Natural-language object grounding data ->
++++++++++

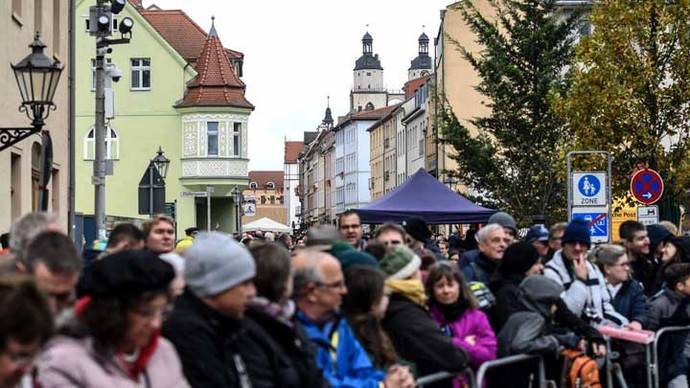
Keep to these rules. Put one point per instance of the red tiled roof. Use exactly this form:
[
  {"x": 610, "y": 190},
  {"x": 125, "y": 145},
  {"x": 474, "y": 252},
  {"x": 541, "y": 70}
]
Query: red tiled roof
[
  {"x": 216, "y": 83},
  {"x": 292, "y": 150},
  {"x": 263, "y": 177},
  {"x": 182, "y": 33},
  {"x": 411, "y": 86},
  {"x": 373, "y": 114}
]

++++++++++

Work instructions -> Repeat the data exactly as given. Keep every picture out of the copy.

Output for this task ->
Keep to these rules. Put one point per instance of the red tiled roof. Use exactly this form:
[
  {"x": 610, "y": 190},
  {"x": 125, "y": 145},
  {"x": 474, "y": 252},
  {"x": 541, "y": 70}
]
Query: red tiled roof
[
  {"x": 216, "y": 83},
  {"x": 292, "y": 150},
  {"x": 263, "y": 177},
  {"x": 182, "y": 33},
  {"x": 411, "y": 86},
  {"x": 373, "y": 114}
]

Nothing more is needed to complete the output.